- [OBJECTIVE] Write out the line with "trace **suv tire**" and every later line through the end of the data below, exactly as given, with no pictures in the copy.

- [DATA EXTRACT]
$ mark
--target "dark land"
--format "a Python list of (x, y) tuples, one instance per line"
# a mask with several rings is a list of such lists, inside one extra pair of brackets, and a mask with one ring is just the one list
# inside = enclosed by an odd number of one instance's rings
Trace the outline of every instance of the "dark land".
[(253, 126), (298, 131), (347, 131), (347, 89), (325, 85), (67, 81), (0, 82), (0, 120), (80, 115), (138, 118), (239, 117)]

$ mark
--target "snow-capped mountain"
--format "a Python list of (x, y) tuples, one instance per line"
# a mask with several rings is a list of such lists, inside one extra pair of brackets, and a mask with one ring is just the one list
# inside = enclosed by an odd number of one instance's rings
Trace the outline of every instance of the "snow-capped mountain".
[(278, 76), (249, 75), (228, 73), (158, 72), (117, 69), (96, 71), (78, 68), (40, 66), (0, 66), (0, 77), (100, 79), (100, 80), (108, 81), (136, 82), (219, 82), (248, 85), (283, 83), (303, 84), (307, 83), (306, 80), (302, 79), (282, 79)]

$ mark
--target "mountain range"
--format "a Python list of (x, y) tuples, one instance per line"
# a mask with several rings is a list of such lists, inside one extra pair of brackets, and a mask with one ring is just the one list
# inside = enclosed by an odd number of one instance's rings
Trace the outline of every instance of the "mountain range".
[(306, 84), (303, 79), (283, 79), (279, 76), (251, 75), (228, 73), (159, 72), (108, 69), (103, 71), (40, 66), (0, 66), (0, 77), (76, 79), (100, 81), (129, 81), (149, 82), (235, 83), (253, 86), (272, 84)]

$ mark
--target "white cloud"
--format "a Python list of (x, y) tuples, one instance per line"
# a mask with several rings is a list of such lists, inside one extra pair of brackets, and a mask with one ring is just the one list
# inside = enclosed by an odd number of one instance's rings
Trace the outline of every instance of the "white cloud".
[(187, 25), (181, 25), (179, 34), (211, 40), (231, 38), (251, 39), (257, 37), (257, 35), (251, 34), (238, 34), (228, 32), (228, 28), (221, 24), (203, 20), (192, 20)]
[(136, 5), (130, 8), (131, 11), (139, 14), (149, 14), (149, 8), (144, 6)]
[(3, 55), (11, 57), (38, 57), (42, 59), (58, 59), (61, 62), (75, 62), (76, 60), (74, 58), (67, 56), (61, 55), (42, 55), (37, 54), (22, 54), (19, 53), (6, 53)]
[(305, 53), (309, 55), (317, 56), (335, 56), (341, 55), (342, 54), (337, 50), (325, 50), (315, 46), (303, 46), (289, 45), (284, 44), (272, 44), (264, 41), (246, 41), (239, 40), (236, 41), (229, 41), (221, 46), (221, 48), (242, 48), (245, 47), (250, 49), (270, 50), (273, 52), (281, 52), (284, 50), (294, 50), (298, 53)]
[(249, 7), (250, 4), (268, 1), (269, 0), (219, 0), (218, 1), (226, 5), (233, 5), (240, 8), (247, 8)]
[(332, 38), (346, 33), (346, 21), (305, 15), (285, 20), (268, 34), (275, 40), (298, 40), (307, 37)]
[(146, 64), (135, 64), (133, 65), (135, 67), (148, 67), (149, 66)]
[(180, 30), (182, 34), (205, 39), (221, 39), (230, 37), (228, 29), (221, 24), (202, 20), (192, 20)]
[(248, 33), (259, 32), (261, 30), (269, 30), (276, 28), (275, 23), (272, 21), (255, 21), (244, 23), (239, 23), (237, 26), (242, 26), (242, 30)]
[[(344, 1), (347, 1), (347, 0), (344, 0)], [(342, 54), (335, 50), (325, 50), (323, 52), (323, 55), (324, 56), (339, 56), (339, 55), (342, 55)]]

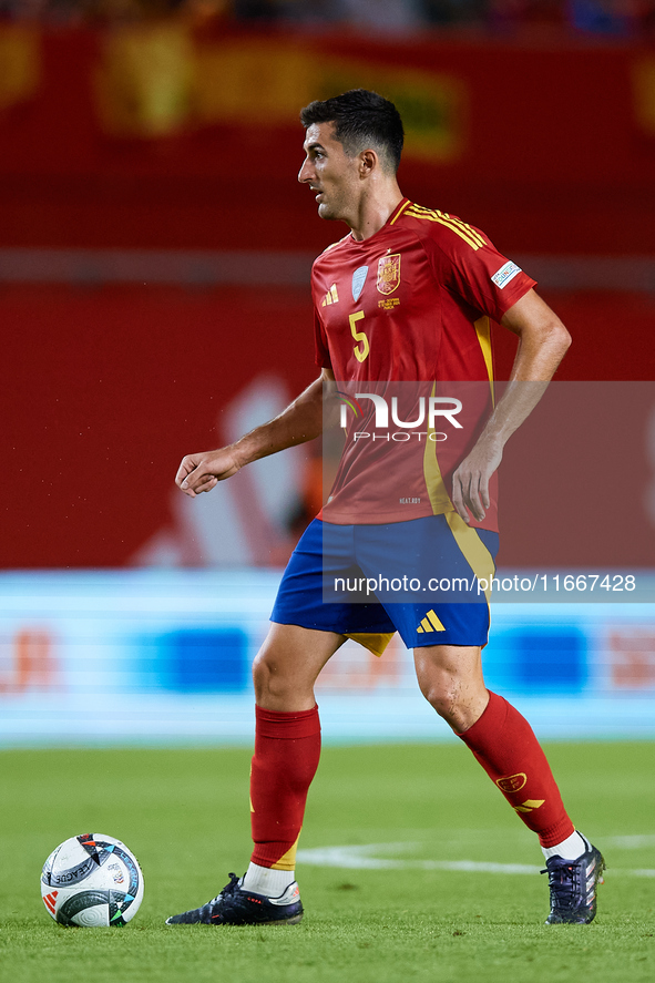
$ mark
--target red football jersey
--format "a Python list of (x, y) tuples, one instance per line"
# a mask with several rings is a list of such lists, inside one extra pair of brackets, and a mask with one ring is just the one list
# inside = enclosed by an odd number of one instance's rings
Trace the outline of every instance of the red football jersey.
[[(348, 234), (317, 258), (316, 361), (335, 373), (347, 427), (324, 519), (452, 511), (452, 473), (492, 407), (490, 320), (534, 284), (479, 229), (407, 198), (370, 238)], [(495, 482), (491, 496), (471, 525), (498, 529)]]

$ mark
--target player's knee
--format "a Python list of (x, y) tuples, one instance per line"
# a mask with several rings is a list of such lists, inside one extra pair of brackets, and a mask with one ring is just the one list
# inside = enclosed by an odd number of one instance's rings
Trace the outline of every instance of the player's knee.
[(283, 666), (267, 652), (260, 652), (253, 663), (255, 699), (264, 705), (268, 699), (285, 698), (293, 689)]
[(440, 717), (450, 719), (457, 710), (459, 686), (448, 674), (434, 673), (419, 678), (421, 693)]

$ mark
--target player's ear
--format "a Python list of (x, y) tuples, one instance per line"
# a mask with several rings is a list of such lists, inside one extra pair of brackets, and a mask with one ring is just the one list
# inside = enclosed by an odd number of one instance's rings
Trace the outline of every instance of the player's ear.
[(360, 177), (368, 177), (369, 174), (380, 166), (380, 162), (378, 155), (375, 151), (368, 150), (362, 151), (359, 154), (359, 175)]

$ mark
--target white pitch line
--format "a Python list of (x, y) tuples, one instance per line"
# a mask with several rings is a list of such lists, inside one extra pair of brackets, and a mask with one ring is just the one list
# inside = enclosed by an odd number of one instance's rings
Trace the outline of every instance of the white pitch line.
[[(492, 863), (477, 860), (393, 860), (373, 853), (416, 849), (417, 843), (365, 843), (354, 847), (317, 847), (298, 850), (299, 863), (313, 867), (336, 867), (342, 870), (456, 870), (464, 873), (535, 874), (542, 868), (526, 863)], [(612, 873), (655, 878), (655, 870), (613, 867)]]

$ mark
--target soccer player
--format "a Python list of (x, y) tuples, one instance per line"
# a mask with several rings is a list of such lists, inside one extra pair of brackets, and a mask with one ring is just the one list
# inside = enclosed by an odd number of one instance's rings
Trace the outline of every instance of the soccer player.
[[(368, 603), (351, 603), (344, 591), (324, 595), (326, 573), (392, 575), (402, 556), (408, 565), (416, 557), (438, 561), (440, 576), (493, 573), (493, 475), (506, 440), (539, 401), (570, 336), (534, 293), (534, 280), (482, 232), (402, 195), (396, 173), (403, 130), (392, 103), (355, 90), (310, 103), (301, 122), (306, 156), (298, 180), (315, 193), (321, 218), (349, 227), (313, 269), (320, 377), (277, 418), (234, 444), (185, 457), (176, 482), (194, 498), (252, 461), (317, 437), (324, 386), (334, 387), (335, 380), (357, 383), (352, 391), (360, 396), (368, 386), (371, 395), (365, 422), (351, 419), (331, 498), (291, 555), (255, 659), (250, 864), (243, 878), (231, 874), (212, 901), (167, 923), (300, 921), (295, 857), (320, 752), (314, 684), (347, 637), (379, 655), (396, 631), (415, 651), (423, 696), (538, 834), (550, 883), (546, 922), (589, 923), (604, 861), (575, 830), (528, 721), (484, 685), (487, 598), (461, 603), (432, 594), (426, 601), (409, 593), (399, 600), (380, 590)], [(484, 411), (485, 421), (477, 413), (467, 431), (473, 439), (460, 441), (459, 459), (438, 443), (446, 434), (437, 434), (433, 417), (426, 421), (422, 442), (418, 432), (402, 442), (407, 467), (393, 467), (388, 441), (361, 438), (373, 432), (376, 400), (390, 395), (391, 383), (422, 383), (427, 396), (421, 403), (417, 395), (415, 409), (444, 392), (451, 413), (444, 427), (450, 422), (453, 433), (464, 429), (454, 416), (458, 400), (448, 401), (448, 383), (490, 391), (490, 319), (519, 338), (502, 398)], [(464, 403), (465, 397), (460, 408)], [(397, 419), (398, 406), (393, 411)], [(415, 417), (405, 414), (406, 429), (413, 426), (408, 420)], [(407, 480), (408, 494), (401, 493), (398, 475)]]

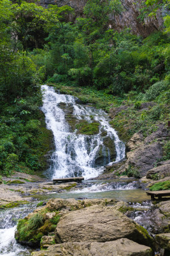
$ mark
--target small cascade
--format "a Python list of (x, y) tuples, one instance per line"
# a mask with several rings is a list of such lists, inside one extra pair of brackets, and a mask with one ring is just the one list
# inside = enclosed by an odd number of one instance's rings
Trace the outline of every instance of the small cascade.
[[(57, 93), (53, 87), (47, 85), (42, 85), (41, 91), (43, 94), (41, 109), (45, 115), (47, 129), (53, 132), (55, 148), (48, 170), (51, 177), (82, 175), (85, 179), (93, 178), (103, 172), (104, 165), (125, 157), (125, 145), (110, 127), (104, 111), (76, 104), (74, 97)], [(72, 109), (74, 120), (99, 124), (99, 133), (85, 135), (77, 134), (76, 129), (71, 131), (66, 118), (69, 113), (66, 113), (66, 109), (68, 112), (69, 108)], [(111, 155), (110, 148), (104, 143), (106, 136), (103, 136), (103, 132), (111, 140), (113, 148), (115, 145), (115, 159), (113, 152)]]
[(30, 255), (31, 250), (18, 244), (15, 239), (17, 222), (35, 208), (35, 205), (0, 211), (0, 255), (2, 256)]

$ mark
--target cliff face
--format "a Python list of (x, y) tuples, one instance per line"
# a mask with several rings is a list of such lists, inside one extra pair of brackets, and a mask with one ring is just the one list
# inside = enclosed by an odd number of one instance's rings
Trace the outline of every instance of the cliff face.
[[(74, 21), (78, 16), (83, 15), (83, 7), (88, 0), (40, 0), (39, 4), (47, 8), (48, 4), (57, 4), (60, 7), (68, 5), (74, 9), (75, 13), (70, 17), (70, 20)], [(143, 0), (121, 0), (124, 6), (124, 12), (120, 15), (110, 15), (110, 27), (118, 31), (125, 28), (130, 28), (132, 33), (147, 36), (155, 30), (161, 29), (163, 19), (160, 12), (155, 19), (148, 18), (145, 22), (140, 22), (138, 19), (138, 10), (141, 8)]]

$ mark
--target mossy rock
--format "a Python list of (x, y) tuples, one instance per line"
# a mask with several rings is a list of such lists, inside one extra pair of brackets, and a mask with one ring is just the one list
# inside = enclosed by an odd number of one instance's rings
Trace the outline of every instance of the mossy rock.
[(94, 135), (99, 132), (99, 123), (94, 122), (89, 123), (86, 120), (80, 120), (79, 124), (75, 125), (77, 129), (77, 134), (85, 135)]
[(24, 181), (15, 180), (9, 180), (6, 184), (25, 184)]
[(10, 203), (0, 205), (0, 209), (5, 209), (5, 208), (14, 208), (18, 205), (20, 205), (22, 204), (28, 204), (28, 201), (17, 201), (17, 202), (11, 202)]
[(15, 234), (16, 240), (21, 244), (39, 247), (41, 237), (53, 232), (60, 220), (58, 212), (52, 219), (46, 218), (45, 214), (47, 212), (46, 208), (33, 214), (30, 218), (20, 220)]

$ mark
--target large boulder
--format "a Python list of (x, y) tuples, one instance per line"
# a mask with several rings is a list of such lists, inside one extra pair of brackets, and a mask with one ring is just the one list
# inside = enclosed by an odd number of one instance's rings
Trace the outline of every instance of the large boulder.
[(152, 249), (126, 238), (106, 243), (64, 243), (50, 246), (32, 256), (151, 256)]
[(152, 223), (155, 234), (169, 232), (170, 200), (162, 201), (152, 212)]
[(147, 172), (154, 167), (159, 158), (163, 156), (162, 143), (153, 142), (149, 145), (143, 145), (134, 151), (127, 153), (128, 166), (132, 166), (139, 170), (141, 176), (145, 176)]
[(165, 161), (162, 165), (150, 170), (146, 174), (147, 179), (160, 179), (170, 176), (170, 160)]
[(160, 247), (170, 252), (170, 233), (159, 234), (156, 235), (155, 240)]
[(152, 243), (146, 230), (114, 207), (93, 205), (64, 214), (55, 230), (57, 243), (99, 242), (122, 237), (148, 245)]

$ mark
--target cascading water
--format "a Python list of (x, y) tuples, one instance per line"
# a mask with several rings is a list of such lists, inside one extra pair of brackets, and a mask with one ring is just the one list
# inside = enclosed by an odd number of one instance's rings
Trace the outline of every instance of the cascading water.
[(0, 211), (0, 255), (2, 256), (26, 256), (31, 250), (17, 243), (14, 235), (17, 220), (31, 212), (36, 205), (29, 205), (20, 208)]
[[(110, 149), (103, 143), (101, 136), (103, 131), (115, 142), (117, 153), (115, 162), (125, 157), (125, 145), (110, 127), (104, 111), (77, 104), (74, 97), (57, 94), (53, 87), (47, 85), (42, 85), (41, 91), (43, 93), (41, 109), (45, 115), (47, 129), (52, 131), (54, 137), (55, 149), (48, 170), (53, 178), (83, 175), (88, 179), (98, 176), (103, 170), (103, 165), (112, 163)], [(71, 132), (64, 111), (60, 108), (62, 104), (73, 108), (73, 115), (77, 120), (99, 123), (99, 132), (88, 136), (77, 134), (76, 131)], [(97, 159), (101, 155), (103, 162), (97, 163)]]

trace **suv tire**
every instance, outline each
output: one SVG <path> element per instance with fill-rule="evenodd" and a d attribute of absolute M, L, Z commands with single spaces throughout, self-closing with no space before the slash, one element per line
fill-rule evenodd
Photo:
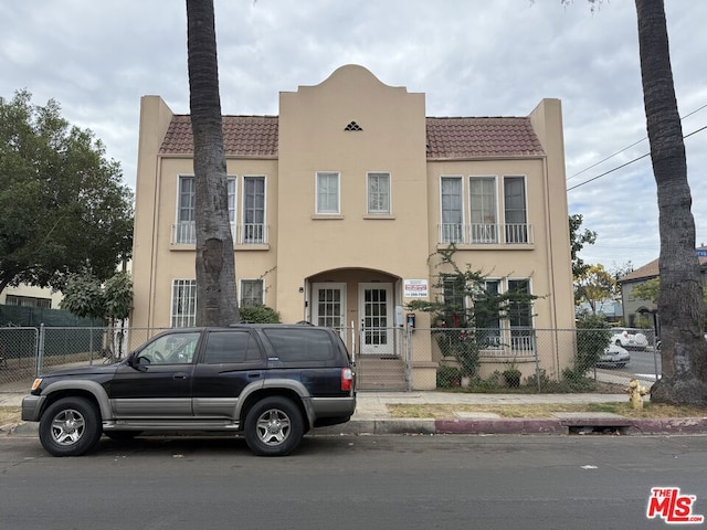
<path fill-rule="evenodd" d="M 287 398 L 265 398 L 245 416 L 245 442 L 258 456 L 291 454 L 299 446 L 304 432 L 302 412 Z"/>
<path fill-rule="evenodd" d="M 80 456 L 101 438 L 101 414 L 85 398 L 63 398 L 49 405 L 40 421 L 40 442 L 50 455 Z"/>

- [SOLUTION TO THE EXERCISE]
trace **suv tire**
every instance, outline each
output: one SVG <path> element per instance with fill-rule="evenodd" and a d attribute of absolute M, L, Z commands with single spaces throughout, self-closing with no space before the slash, one element per line
fill-rule evenodd
Photo:
<path fill-rule="evenodd" d="M 287 398 L 265 398 L 245 416 L 245 442 L 258 456 L 291 454 L 299 446 L 304 432 L 302 412 Z"/>
<path fill-rule="evenodd" d="M 80 456 L 101 438 L 101 414 L 85 398 L 63 398 L 49 405 L 40 421 L 40 442 L 50 455 Z"/>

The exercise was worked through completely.